* [What this task involves]: Write out these lines exactly as they appear in the items below, starting at the line that contains "of the bushy" and ending at the last line of the items.

(Data taken from a collection)
---
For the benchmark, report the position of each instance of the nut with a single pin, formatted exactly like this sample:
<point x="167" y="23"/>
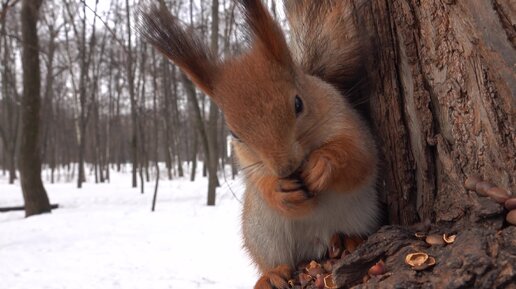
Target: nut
<point x="498" y="194"/>
<point x="328" y="264"/>
<point x="377" y="269"/>
<point x="429" y="263"/>
<point x="319" y="281"/>
<point x="449" y="239"/>
<point x="329" y="282"/>
<point x="434" y="239"/>
<point x="510" y="204"/>
<point x="471" y="182"/>
<point x="335" y="248"/>
<point x="482" y="188"/>
<point x="292" y="282"/>
<point x="416" y="259"/>
<point x="511" y="217"/>
<point x="304" y="279"/>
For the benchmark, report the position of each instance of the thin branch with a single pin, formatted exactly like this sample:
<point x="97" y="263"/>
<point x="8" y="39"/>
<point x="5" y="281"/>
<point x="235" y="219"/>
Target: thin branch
<point x="106" y="25"/>
<point x="5" y="7"/>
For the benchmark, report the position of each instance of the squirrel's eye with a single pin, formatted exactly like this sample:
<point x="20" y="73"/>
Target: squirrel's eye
<point x="298" y="105"/>
<point x="233" y="135"/>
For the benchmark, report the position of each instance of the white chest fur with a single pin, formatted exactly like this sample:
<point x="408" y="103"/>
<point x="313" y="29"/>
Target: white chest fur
<point x="280" y="240"/>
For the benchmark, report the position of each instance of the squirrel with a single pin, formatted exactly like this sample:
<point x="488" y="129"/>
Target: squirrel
<point x="308" y="157"/>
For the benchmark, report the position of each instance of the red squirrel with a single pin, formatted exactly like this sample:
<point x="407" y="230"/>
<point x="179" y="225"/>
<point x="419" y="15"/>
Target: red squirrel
<point x="309" y="159"/>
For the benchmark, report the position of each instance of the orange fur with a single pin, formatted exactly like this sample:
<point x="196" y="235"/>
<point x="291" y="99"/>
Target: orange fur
<point x="292" y="161"/>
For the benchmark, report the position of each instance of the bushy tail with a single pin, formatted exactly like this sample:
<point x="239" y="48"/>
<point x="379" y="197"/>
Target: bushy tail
<point x="328" y="43"/>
---
* [In response]:
For the benchmark, report the position of each instance of the bushy tail with a single pin, formatted exactly like this sample:
<point x="239" y="48"/>
<point x="379" y="197"/>
Target: bushy tail
<point x="328" y="43"/>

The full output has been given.